**Tâche courte 1:** D'après le passage extrait, quelle est la seule force organisée restée intacte au milieu de l'anarchie ?
**Tâche courte 2:** Mettez en CSV à deux colonnes, nommées entree et reponse, les enregistrements allant de la ligne contenant "TARGET = white window trim" jusqu'à la ligne contenant "(547, 1118)" incluse, et ceux-là seulement. Chaque enregistrement occupe une ligne avec son texte et sa réponse, chacun dans un seul champ entre guillemets, les sauts de ligne étant remplacés par des espaces.

**Passage extrait:**

-=-=-

«L'Ancien Régime est sorti de la société féodale. A
cela nul ne contredit. Quant à la féodalité, elle a été produite, en
cette époque étonnante qui s'étend du milieu de Xe au milieu du XI'
siècle, par la vieille famille française transformant en institutions
publiques ses institutions privées.
«Dans le courant des IX' et Xe siècles, la succession
des invasions barbares, normandes, hongroises, sarrasines, avait plongé
le pays dans une anarchie où toutes les institutions avaient sombré. Le
paysan abandonnait ses champs dévastés pour fuir la violence; le peuple
se blottissait au fond des forêts ou des landes inaccessibles, il se
réfugiait sur les hautes montagnes. Les liens qui servaient à unir les
habitants du pays ont été rompus; les règles coutumières ou législatives
ont été brisées; la société n'est plus gouvernée par rien.
«C'est dans cette anarchie que s'accomplit le travail
de reconstruction sociale, par la seule force organisée qui fût demeurée
intacte, sous le seul abri que rien ne peut renverser, car il a ses
fondements dans le coeur humain: la famille.

-=-=-

**Données fournies:**
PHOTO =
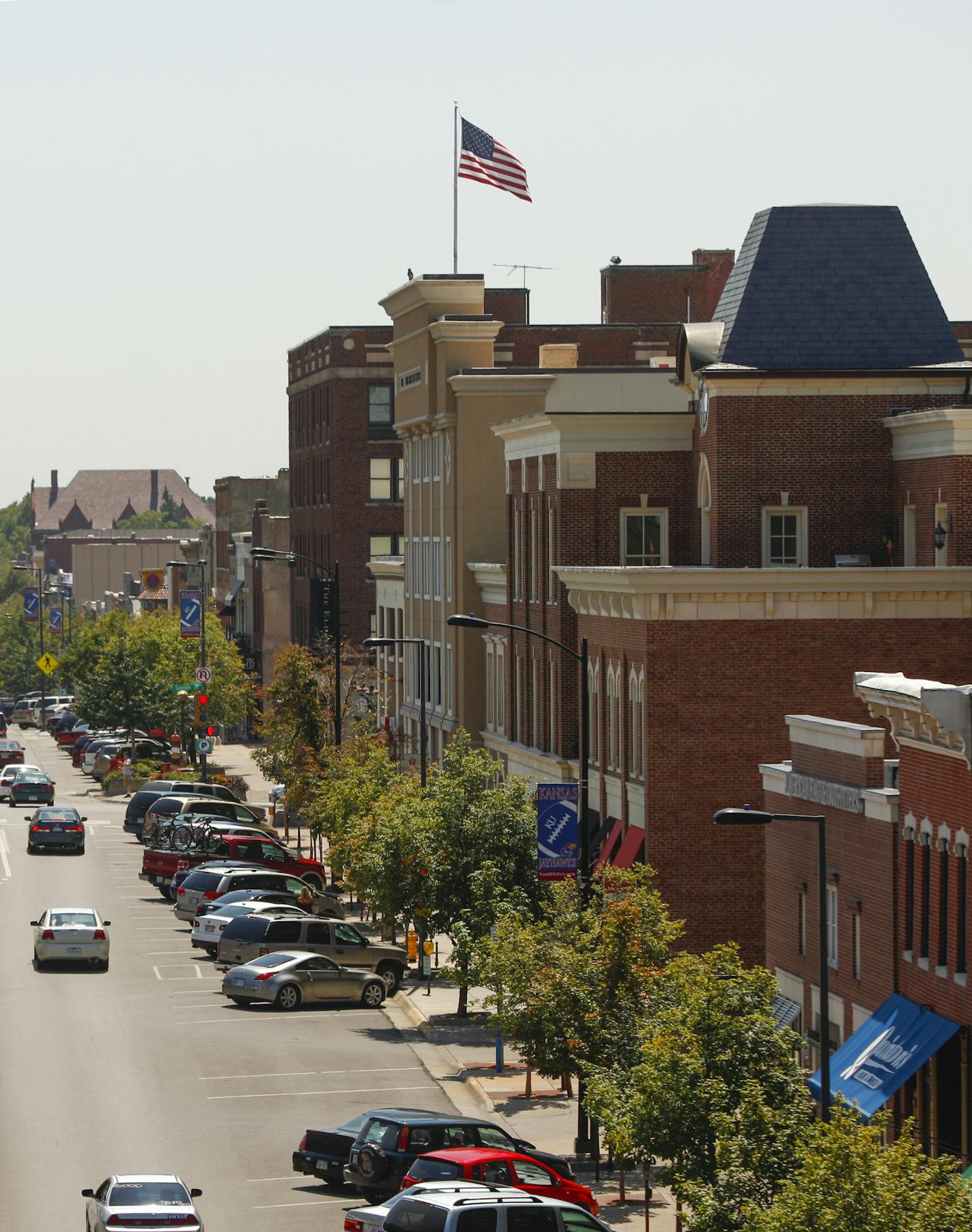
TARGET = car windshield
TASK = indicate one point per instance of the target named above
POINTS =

-=-=-

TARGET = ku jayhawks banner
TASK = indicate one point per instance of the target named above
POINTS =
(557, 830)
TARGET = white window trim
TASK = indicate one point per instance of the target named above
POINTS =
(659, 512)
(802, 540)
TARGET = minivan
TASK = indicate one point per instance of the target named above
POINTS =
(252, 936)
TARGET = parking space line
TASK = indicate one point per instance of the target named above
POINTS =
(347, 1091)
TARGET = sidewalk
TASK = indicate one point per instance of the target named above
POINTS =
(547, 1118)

-=-=-

**Solution 1:** La famille.

**Solution 2:**
entree,reponse
"TARGET = white window trim TASK = indicate one point per instance of the target named above POINTS =","(659, 512) (802, 540)"
"TARGET = minivan TASK = indicate one point per instance of the target named above POINTS =","(252, 936)"
"TARGET = parking space line TASK = indicate one point per instance of the target named above POINTS =","(347, 1091)"
"TARGET = sidewalk TASK = indicate one point per instance of the target named above POINTS =","(547, 1118)"